=== Brano citato ===

Dopo le prove incolori sul fronte sindacale e il naufragio della “flottiglia” unitaria dei lavoratori, il segretario della CGIL tenta di nuovo la carta della piazza.

 

Non per l'Ilva.

Non per Stellantis.

Non per Iveco.

E nemmeno per Yemen, Mali, Burkina Faso, Niger, Etiopia, Nigeria o Sudan.

 

Non più per la Palestina.

 

Questa volta, però, più che un moto di popolo, sembra un richiamo nel vuoto.


La sua voce, un tempo simbolo di lotta e identità, oggi rimbalza tra bandiere rosse stanche e slogan che non accendono più nessuno.

 

Landini aveva promesso un sindacato forte, coeso, capace di incidere sul reale.

Ha finito per guidare un apparato diviso, che parla più di sé stesso che del Paese.

 

Ora evoca “la piazza dei lavoratori”.


Ma i lavoratori non ci credono più. Perché la rabbia sociale non cerca più rappresentanza, ma vuole risposte.

 

E Landini, purtroppo, non ne ha trovate né per la fabbrica, né per i salari, né per il futuro.

 

Perché il problema non è solo la stanchezza della piazza, ma la stanchezza di chi la guida.

 

Landini ha perso il contatto con la realtà del lavoro, parla come se fossimo ancora negli anni ’70, ma i contratti precari, gli algoritmi e le piattaforme digitali non si affrontano con i comizi.

A meno che non si abbiano altre mire.


Ha trasformato la CGIL in un’arca di nostalgie, dove si naviga a vista, tra proclami ideologici e compromessi burocratici.

 

La sua idea di rappresentanza è rimasta inchiodata alla retorica del “noi contro loro”, ma intanto i lavoratori - quelli veri - sono altrove: nei magazzini della logistica, nei call center, tra le partite IVA che non arrivano a fine mese.


Landini ha fallito nel rinnovare il linguaggio del sindacato, nel capire che il mondo del lavoro è cambiato più negli ultimi dieci anni che nei cinquanta precedenti.

 

Si è aggrappato alla scena mediatica, perdendo di vista la sostanza.


Oggi pretende di parlare a nome dei lavoratori, ma non li ascolta più.

=== Dati disponibili ===

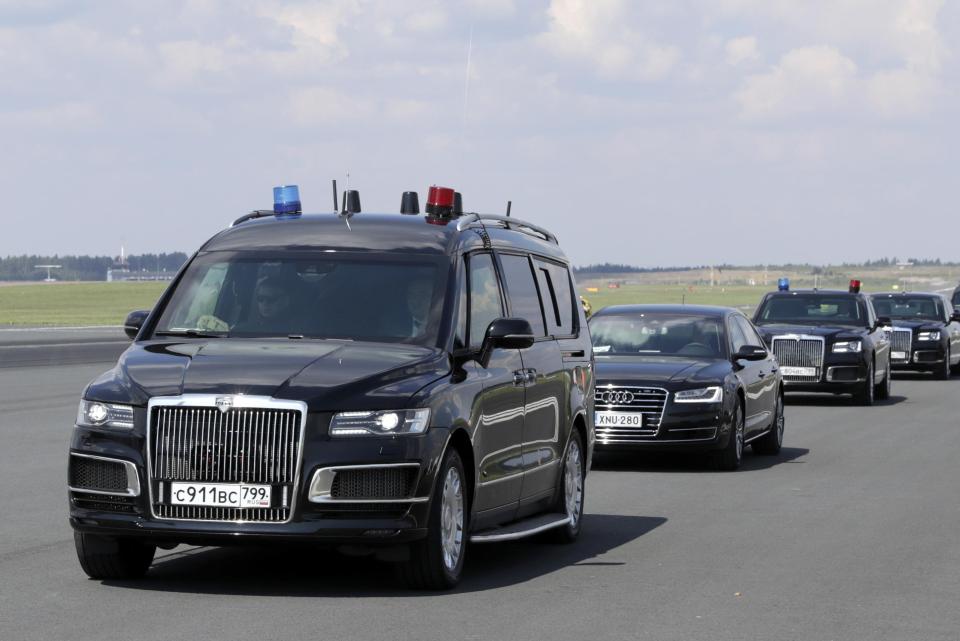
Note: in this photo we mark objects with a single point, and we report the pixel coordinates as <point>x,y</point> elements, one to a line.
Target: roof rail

===

**Esercizi proposti:**
• 1. Ricopia dal brano sulla CGIL tutto il passaggio che va da "Dopo le prove" fino a "Non per l'Ilva.".
• 2. Rispondi in base al brano sulla CGIL:
(a) Che tipo di sindacato aveva promesso Landini?
(b) Dove si trovano i lavoratori "quelli veri"?
(c) Negli ultimi quanti anni il mondo del lavoro è cambiato più che nei cinquanta precedenti?

**Risposte svolte:**
• 1.
Dopo le prove incolori sul fronte sindacale e il naufragio della “flottiglia” unitaria dei lavoratori, il segretario della CGIL tenta di nuovo la carta della piazza.

 

Non per l'Ilva.

• 2.
(a) Un sindacato forte, coeso, capace di incidere sul reale.
(b) Nei magazzini della logistica, nei call center, tra le partite IVA che non arrivano a fine mese.
(c) Negli ultimi dieci anni.